Source excerpt =

+++

Our model is trained to generate the following task types: summarization, sentiment analysis, multiple-choice question answering, extractive question answering, topic classification, natural language inference, question generation, text generation, question answering without choices, paraphrase identification, sentence completion, yes-no question answering, word sense disambiguation, paraphrase generation, textual entailment, and
coreference resolution.
The model might not produce accurate synthetic tasks beyond these task types. 

## Bias, Risks, and Limitations

<!-- This section is meant to convey both technical and sociotechnical limitations. -->
**Limitations** 

Our work relies on the availability of large amounts of unannotated text. 
If only a small quantity of unannotated text is present, the target language model, after adaptation, may experience a drop in performance. 
While we demonstrate positive improvements on pretrained and instruction-tuned models, our observations are limited to the three task types (yes-no question answering, extractive question answering, and natural language inference) considered in our paper.

**Risks**

Bonito poses risks similar to those of any large language model.
For example, our model could be used to generate factually incorrect datasets in specialized domains.
Our model can exhibit the biases and stereotypes of the base model, Mistral-7B, even after extensive supervised fine-tuning.
Finally, our model does not include safety training and can potentially generate harmful content.

### Recommendations

<!-- This section is meant to convey recommendations with respect to the bias, risk, and technical limitations. -->

We recommend users thoroughly inspect the generated tasks and benchmark performance on critical datasets before deploying the models trained with the synthetic tasks into the real world.

+++

Stored rows =

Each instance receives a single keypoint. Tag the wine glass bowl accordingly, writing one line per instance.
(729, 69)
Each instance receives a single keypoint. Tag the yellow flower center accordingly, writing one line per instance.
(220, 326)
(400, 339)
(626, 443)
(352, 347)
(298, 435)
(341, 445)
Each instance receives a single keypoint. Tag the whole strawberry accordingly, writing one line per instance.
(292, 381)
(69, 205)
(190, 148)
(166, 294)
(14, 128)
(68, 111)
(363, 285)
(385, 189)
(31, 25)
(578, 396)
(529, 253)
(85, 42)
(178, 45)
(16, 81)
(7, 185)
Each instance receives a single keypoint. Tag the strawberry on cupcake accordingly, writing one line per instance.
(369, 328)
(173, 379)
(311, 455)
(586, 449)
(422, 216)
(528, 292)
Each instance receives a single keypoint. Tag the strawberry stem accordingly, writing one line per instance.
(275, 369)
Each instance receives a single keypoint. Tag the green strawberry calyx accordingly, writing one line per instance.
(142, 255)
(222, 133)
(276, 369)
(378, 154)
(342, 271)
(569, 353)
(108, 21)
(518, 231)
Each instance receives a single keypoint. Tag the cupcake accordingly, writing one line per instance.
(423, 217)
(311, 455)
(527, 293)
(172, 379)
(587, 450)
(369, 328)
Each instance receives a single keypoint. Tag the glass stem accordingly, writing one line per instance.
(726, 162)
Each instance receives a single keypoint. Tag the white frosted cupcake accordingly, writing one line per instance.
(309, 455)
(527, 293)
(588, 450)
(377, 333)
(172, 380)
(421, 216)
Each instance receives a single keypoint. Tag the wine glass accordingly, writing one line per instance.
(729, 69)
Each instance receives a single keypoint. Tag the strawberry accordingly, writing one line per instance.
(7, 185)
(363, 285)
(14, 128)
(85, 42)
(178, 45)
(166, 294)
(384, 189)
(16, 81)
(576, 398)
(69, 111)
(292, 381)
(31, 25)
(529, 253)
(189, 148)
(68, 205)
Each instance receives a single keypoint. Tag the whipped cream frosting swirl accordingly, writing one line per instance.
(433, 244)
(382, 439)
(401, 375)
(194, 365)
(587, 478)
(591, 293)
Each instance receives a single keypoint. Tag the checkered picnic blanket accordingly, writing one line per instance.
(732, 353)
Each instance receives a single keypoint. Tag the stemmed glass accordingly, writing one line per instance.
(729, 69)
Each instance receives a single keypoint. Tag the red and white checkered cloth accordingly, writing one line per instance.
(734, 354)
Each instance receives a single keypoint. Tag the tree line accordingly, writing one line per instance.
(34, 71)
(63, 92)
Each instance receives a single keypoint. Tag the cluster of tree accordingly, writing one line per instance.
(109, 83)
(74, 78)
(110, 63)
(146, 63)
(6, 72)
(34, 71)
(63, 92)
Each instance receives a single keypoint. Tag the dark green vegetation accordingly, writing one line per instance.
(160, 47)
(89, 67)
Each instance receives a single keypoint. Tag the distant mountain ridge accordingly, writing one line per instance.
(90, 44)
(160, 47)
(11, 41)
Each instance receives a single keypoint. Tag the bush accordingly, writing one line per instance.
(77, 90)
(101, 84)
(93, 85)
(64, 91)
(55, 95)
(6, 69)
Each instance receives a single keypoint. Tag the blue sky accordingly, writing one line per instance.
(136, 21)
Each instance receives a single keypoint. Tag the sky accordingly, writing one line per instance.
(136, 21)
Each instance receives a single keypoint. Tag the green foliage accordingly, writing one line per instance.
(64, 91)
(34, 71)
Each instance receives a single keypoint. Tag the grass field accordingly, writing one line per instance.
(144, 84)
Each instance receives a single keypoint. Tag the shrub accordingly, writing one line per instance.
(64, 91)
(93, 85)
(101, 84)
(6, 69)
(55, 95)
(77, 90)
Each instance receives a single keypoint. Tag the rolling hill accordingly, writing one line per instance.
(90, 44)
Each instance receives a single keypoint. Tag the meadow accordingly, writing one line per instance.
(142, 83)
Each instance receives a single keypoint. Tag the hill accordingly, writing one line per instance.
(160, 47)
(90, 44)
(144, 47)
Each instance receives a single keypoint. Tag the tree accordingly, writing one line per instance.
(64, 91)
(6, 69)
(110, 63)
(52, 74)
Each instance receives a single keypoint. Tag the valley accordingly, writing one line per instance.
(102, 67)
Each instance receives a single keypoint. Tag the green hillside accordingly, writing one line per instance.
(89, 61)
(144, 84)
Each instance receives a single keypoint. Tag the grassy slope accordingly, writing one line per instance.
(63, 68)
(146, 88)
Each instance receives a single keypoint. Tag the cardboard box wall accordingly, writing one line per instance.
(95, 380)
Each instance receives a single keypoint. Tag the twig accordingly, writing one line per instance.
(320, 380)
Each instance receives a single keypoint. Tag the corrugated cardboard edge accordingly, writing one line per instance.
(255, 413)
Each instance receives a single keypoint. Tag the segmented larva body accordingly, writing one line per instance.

+++

Request = Reproduce word for word the model card excerpt from "Our model is" to "of unannotated text.". Work only from the model card excerpt.

Solution =
Our model is trained to generate the following task types: summarization, sentiment analysis, multiple-choice question answering, extractive question answering, topic classification, natural language inference, question generation, text generation, question answering without choices, paraphrase identification, sentence completion, yes-no question answering, word sense disambiguation, paraphrase generation, textual entailment, and
coreference resolution.
The model might not produce accurate synthetic tasks beyond these task types. 

## Bias, Risks, and Limitations

<!-- This section is meant to convey both technical and sociotechnical limitations. -->
**Limitations** 

Our work relies on the availability of large amounts of unannotated text.